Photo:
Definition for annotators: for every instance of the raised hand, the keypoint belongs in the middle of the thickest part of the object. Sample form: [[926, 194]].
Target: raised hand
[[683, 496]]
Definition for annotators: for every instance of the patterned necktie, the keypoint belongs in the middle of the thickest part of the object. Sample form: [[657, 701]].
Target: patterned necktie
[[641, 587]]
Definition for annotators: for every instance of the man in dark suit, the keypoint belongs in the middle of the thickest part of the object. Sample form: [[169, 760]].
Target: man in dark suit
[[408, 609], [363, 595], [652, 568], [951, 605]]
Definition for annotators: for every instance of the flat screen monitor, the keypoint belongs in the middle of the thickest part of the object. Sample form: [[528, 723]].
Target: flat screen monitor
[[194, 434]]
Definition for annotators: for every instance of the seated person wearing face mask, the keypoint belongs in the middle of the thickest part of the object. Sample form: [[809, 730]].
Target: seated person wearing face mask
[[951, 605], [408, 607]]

▶ _BRIEF_
Reproduce every line of the listing above without any changes.

▶ _EXERCISE RESPONSE_
Photo:
Definition for annotators: for every instance of the raised hand, the keypoint belongs in the middle of the thickest part of the object. Sample form: [[926, 194]].
Target: raised hand
[[683, 496]]
Definition for annotators: for every instance of the patterned necktie, the keypoint belongs in the middle of the thickest part of the object. Sample form: [[657, 701]].
Target: patterned necktie
[[641, 587]]
Definition for annotators: for every instance of the man in dark suit, the keypoint belongs in the middle of the thickest part of the object. Sample form: [[169, 760]].
Target: man in dark suit
[[408, 609], [363, 595], [652, 568], [951, 605]]
Definition for annotators: for every instance of the flat screen monitor, the keypoint belongs in the middle of the thickest part of the object. Sample form: [[528, 723]].
Target: flat screen monitor
[[194, 434]]
Definition for annotators: for every instance of the seated person wearing face mask, the keypoint belongs in the middle of the thickest part of the object. Sample form: [[809, 730]].
Target: seated person wearing face mask
[[951, 605], [408, 607]]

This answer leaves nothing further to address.